(Rows of box annotation data)
_ _ _ _
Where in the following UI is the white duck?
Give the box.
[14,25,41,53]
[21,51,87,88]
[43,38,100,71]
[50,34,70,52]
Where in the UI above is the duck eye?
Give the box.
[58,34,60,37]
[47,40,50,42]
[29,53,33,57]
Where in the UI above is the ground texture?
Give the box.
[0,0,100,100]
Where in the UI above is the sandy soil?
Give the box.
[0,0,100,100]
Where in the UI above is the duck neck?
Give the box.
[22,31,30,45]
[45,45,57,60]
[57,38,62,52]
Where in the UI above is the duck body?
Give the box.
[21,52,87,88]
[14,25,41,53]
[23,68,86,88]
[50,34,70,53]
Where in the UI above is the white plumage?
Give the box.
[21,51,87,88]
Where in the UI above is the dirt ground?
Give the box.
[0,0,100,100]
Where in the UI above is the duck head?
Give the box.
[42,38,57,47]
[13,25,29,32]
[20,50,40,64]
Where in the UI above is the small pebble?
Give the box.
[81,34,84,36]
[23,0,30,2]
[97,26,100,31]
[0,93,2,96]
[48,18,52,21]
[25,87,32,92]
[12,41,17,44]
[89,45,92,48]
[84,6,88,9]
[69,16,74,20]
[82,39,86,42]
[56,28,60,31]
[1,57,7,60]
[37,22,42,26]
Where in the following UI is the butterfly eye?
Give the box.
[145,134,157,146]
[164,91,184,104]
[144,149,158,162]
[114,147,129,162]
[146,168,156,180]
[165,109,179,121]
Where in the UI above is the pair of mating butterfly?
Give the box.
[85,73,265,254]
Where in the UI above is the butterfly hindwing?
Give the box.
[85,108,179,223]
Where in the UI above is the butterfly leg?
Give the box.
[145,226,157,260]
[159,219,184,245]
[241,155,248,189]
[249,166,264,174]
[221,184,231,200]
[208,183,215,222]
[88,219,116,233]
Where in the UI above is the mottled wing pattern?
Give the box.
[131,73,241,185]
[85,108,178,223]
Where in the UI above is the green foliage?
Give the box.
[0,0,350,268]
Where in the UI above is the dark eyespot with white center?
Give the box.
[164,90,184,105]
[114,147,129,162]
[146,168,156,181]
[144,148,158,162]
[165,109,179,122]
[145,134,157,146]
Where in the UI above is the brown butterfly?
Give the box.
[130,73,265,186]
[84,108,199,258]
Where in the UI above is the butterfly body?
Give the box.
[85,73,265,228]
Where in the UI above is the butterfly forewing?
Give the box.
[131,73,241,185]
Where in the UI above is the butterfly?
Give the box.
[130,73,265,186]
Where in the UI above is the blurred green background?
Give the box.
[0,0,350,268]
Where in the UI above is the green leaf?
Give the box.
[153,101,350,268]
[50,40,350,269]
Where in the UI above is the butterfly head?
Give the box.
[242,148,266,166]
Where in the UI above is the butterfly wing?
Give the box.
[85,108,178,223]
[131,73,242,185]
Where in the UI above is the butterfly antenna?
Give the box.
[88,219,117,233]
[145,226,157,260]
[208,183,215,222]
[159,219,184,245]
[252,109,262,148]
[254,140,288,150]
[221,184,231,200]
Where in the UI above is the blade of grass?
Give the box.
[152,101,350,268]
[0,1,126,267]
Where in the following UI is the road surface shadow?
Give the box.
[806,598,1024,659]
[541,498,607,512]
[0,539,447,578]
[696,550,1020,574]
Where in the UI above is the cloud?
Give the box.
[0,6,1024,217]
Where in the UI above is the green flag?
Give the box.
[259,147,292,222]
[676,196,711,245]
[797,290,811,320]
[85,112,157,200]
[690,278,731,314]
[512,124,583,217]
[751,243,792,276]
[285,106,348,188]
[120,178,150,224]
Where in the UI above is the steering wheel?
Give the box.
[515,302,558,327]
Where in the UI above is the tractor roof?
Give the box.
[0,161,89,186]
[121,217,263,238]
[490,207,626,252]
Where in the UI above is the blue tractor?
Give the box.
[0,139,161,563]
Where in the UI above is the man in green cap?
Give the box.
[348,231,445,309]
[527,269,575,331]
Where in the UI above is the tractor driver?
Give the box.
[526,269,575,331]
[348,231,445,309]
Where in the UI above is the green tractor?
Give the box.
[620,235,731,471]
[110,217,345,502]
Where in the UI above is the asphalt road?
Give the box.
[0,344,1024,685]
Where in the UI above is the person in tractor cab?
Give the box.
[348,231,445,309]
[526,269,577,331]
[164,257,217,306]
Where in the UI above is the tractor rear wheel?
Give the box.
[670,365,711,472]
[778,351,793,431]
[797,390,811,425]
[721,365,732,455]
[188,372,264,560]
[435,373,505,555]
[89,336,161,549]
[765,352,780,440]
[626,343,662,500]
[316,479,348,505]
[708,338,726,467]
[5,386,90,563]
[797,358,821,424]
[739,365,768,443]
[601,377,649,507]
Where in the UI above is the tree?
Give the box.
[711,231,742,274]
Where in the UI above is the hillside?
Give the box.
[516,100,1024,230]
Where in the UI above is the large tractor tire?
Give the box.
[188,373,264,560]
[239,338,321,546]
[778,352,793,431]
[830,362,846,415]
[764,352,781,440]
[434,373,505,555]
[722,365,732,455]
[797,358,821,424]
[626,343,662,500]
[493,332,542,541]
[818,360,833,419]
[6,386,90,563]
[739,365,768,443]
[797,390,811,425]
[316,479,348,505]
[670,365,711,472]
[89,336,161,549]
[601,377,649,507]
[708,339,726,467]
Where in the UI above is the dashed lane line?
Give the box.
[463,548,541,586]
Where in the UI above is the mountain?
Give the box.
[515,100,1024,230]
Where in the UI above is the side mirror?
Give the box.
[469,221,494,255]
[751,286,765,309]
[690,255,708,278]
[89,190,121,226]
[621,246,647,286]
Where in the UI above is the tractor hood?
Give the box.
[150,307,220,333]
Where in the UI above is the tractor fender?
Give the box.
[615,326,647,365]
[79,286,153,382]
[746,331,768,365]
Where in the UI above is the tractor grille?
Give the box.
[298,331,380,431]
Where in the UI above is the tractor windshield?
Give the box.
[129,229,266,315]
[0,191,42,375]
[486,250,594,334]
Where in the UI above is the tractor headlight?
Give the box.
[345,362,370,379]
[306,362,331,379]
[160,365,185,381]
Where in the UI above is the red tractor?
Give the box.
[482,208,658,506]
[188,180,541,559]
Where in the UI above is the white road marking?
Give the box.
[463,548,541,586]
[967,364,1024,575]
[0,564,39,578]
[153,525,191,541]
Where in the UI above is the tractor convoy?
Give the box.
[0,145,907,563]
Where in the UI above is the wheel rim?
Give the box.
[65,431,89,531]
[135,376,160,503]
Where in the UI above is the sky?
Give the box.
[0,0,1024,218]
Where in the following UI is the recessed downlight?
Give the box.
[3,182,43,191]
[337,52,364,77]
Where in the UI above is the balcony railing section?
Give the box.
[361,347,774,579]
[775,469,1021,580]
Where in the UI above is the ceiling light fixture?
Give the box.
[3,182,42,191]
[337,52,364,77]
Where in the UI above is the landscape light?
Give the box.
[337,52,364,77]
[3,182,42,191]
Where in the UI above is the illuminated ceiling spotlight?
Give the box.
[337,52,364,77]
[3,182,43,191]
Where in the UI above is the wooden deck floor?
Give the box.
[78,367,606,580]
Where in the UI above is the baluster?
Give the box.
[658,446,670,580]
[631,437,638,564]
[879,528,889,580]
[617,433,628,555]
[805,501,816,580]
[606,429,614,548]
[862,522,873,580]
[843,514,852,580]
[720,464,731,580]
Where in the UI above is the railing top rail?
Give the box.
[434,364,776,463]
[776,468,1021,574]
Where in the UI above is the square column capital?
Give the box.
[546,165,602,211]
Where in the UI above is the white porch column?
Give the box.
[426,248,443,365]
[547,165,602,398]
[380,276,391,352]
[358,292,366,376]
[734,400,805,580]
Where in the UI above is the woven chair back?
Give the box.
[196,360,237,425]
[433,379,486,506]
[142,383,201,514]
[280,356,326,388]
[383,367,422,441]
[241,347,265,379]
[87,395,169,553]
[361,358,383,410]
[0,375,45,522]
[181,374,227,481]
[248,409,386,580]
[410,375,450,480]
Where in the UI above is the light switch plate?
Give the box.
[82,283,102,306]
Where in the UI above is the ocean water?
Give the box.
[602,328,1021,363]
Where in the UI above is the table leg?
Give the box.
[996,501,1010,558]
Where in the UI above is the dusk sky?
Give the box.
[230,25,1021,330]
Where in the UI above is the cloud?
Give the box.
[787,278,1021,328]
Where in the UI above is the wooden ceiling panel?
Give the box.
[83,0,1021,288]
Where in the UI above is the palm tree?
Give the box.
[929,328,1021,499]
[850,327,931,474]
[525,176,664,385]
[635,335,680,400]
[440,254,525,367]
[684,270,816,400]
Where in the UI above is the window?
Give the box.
_ _ _ _
Put the records between the lines holding "Where in the UI above is the mottled" and "[242,148,266,166]", inclusive, into a two-column CSV headed request and box. Give one row per request, with its text and its answer each in a single quoted field and line breaks replaced by spaces.

request,box
"Where in the UI above is the mottled wing pattern? Give the box.","[131,73,241,185] [85,108,178,223]"
"Where in the UI above is the green foliage? Give the box.","[0,0,350,268]"
"Where in the UI above is the dark eyespot with white center? Give the box.","[164,90,184,105] [114,147,129,162] [146,168,156,181] [144,148,158,162] [165,109,179,122] [145,134,157,146]"
"Where in the UI above is the brown butterfly? Give the box.","[130,73,265,186] [84,108,199,258]"
"Where in the UI above is the butterfly body? Give the box.","[85,73,265,228]"
"Where in the UI above is the butterfly forewing? Give the box.","[131,73,241,185]"
"Where in the UI above is the butterfly? Give the box.","[130,73,265,186]"
"Where in the UI above is the blurred green background? Give the box.","[0,0,350,268]"
"Where in the UI above is the green leaf? Give the box.","[153,101,350,268] [50,40,350,269]"
"Where in the UI above is the butterfly head? Give the box.","[242,148,266,166]"